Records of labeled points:
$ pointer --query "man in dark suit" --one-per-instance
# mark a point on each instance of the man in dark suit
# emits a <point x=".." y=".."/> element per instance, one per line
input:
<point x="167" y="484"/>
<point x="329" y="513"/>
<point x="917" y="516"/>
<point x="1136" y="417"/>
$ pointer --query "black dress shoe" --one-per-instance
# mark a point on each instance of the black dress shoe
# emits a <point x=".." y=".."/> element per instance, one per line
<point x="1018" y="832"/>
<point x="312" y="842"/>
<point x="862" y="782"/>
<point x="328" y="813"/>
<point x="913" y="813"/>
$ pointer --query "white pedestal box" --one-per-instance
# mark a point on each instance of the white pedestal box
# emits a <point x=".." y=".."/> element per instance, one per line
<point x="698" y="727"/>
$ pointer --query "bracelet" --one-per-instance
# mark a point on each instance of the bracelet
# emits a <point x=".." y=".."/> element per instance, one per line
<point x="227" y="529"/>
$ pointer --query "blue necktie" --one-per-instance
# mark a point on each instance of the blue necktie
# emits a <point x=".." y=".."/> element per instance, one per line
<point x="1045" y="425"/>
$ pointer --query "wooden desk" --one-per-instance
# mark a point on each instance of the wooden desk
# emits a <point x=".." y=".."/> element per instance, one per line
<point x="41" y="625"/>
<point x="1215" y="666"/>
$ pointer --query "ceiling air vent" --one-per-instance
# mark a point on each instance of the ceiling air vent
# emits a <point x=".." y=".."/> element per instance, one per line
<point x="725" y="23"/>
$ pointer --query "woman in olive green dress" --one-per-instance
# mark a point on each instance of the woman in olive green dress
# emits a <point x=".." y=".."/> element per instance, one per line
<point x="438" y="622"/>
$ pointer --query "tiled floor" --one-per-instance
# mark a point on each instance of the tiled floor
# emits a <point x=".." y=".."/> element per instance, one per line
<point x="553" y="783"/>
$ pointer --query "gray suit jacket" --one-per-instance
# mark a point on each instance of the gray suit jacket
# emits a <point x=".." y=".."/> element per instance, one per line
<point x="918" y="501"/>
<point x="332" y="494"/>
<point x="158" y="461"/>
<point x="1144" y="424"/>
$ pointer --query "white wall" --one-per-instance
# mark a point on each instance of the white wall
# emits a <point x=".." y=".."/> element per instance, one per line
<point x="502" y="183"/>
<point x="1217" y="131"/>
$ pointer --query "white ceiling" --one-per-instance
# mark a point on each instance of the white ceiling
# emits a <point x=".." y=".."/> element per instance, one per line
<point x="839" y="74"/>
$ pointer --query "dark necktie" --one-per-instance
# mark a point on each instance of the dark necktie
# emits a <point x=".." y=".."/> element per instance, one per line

GIVEN EXERCISE -> Reproduce all of the data exactly as given.

RESULT OF THIS TASK ->
$ pointer --query "man in dark suit" --one-per-instance
# mark a point on each instance of the man in dark suit
# emits a <point x=".." y=".."/> element per instance, one per line
input:
<point x="167" y="484"/>
<point x="329" y="513"/>
<point x="917" y="516"/>
<point x="1136" y="417"/>
$ pointer --query "black dress shoe" --one-per-instance
# mark a point on each instance of the black dress shoe
# emits a <point x=".." y=".."/> element per instance, one per line
<point x="1018" y="832"/>
<point x="312" y="842"/>
<point x="862" y="782"/>
<point x="328" y="813"/>
<point x="913" y="813"/>
$ pointer --query "white pedestal box" --one-per-instance
# mark a point on each instance of the white pedestal box
# emits a <point x=".." y=".."/> element per instance, one per line
<point x="698" y="727"/>
$ pointer --query "bracelet" --one-per-instance
# mark a point on each instance of the bracelet
# emits a <point x=".." y=".."/> element per instance, one per line
<point x="227" y="529"/>
$ pointer --query "blue necktie" --one-per-instance
# mark a point on each instance of the blue necktie
# emits a <point x=".." y=".."/> element per instance, one per line
<point x="1045" y="425"/>
$ pointer --query "wooden desk" --one-per-instance
# mark a point on each instance of the wooden desk
# emits a <point x=".." y=".."/> element per instance, one per line
<point x="41" y="625"/>
<point x="1215" y="666"/>
$ pointer --query "ceiling air vent" --one-per-instance
# mark a point on each instance of the ceiling air vent
# emits a <point x=".." y=".."/> element per instance, one per line
<point x="725" y="23"/>
$ pointer --query "woman in olive green dress" --one-per-instance
# mark a point on each instance of the woman in olive green dress
# emits a <point x=".." y=".."/> element per instance, one per line
<point x="438" y="622"/>
$ pointer --query "tiled floor" --one-per-instance
# mark a point on each instance of the tiled floor
# emits a <point x=".." y=".."/> element per instance, one per line
<point x="553" y="783"/>
$ pointer --query "gray suit jacket" --one-per-instance
# mark a point on each instance of the gray suit jacket
# emits a <point x=".." y=".."/> element per instance, one per line
<point x="918" y="501"/>
<point x="332" y="494"/>
<point x="158" y="461"/>
<point x="1144" y="424"/>
$ pointer --query "white wall" --one-per-instance
# mark a point on each instance of the white wall
# emits a <point x=".." y=".."/> element per instance, one per line
<point x="502" y="183"/>
<point x="1217" y="131"/>
$ pointer --query "white ceiling" --one-per-instance
# mark a point on each instance of the white ceiling
# emits a <point x=".." y=".."/> element per instance, one per line
<point x="839" y="74"/>
$ pointer --query "dark necktie" --one-per-instance
# mark a point on each instance of the dark necktie
# emits a <point x=".." y=".."/> element per instance, one per line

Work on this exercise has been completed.